__Task to complete__
Reproduce the stretch of the bond resolution item from "Long Beach, CA" through "connection therewith. (Citywide)", replacing "Interest Rate Swaps" with "Interest Rate Hedges" throughout.

__Source__

Long Beach, CA
File #: 23-0617    Version: 1 Name: FM/Utilites - Natural Gas Purchase Revenue Bonds, Series 2007B
Type: Resolution Status: Adopted
File created: 5/23/2023 In control: City Council
On agenda: 6/13/2023 Final action: 6/13/2023
Title: Recommendation to adopt resolution authorizing and approving a change in the index rate for the Natural Gas Purchase Revenue Bonds Series 2007B, issued by the Long Beach Bond Finance Authority and the related Interest Rate Swaps, authorizing and approving certain documents and actions relating thereto, and delegating authority to officers in connection therewith. (Citywide)
Sponsors: Financial Management, Utilities
Attachments: 1. 06132023-R-19sr&att.pdf, 2. RES-23-0089.pdf

TITLE

Recommendation to adopt resolution authorizing and approving a change in the index rate for the Natural Gas Purchase Revenue Bonds Series 2007B, issued by the Long Beach Bond Finance Authority and the related Interest Rate Swaps, authorizing and approving certain documents and actions relating thereto, and delegating authority to officers in connection therewith.  (Citywide)

 

DISCUSSION

On October 18, 2007, the Long Beach Bond Finance Authority (the Authority), issued its Natural Gas Purchase Revenue Bonds, Series 2007B in order to finance the acquisition of a long-term supply of natural gas, for sale to the City of Long Beach (City) over a period of years. The 2007B Bonds are currently bearing an interest rate equal to 67 percent of three-month London Interbank Offer Rate (LIBOR) plus a spread. The Interest Rate Swaps related to the 2007B Bonds contain floating rates of 67 percent of three-month LIBOR plus the same applicable spread. Currently, both the 2007B Bonds and Swaps reference the same three-month LIBOR interest rate, so there is no interest rate differential risk.

__Records supplied__
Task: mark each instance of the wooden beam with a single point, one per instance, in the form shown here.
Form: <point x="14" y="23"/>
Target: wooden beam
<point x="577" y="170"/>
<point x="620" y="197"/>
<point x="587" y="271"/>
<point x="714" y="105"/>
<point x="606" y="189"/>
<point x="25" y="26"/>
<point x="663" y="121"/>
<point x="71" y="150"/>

__The response__
Long Beach, CA
File #: 23-0617    Version: 1 Name: FM/Utilites - Natural Gas Purchase Revenue Bonds, Series 2007B
Type: Resolution Status: Adopted
File created: 5/23/2023 In control: City Council
On agenda: 6/13/2023 Final action: 6/13/2023
Title: Recommendation to adopt resolution authorizing and approving a change in the index rate for the Natural Gas Purchase Revenue Bonds Series 2007B, issued by the Long Beach Bond Finance Authority and the related Interest Rate Hedges, authorizing and approving certain documents and actions relating thereto, and delegating authority to officers in connection therewith. (Citywide)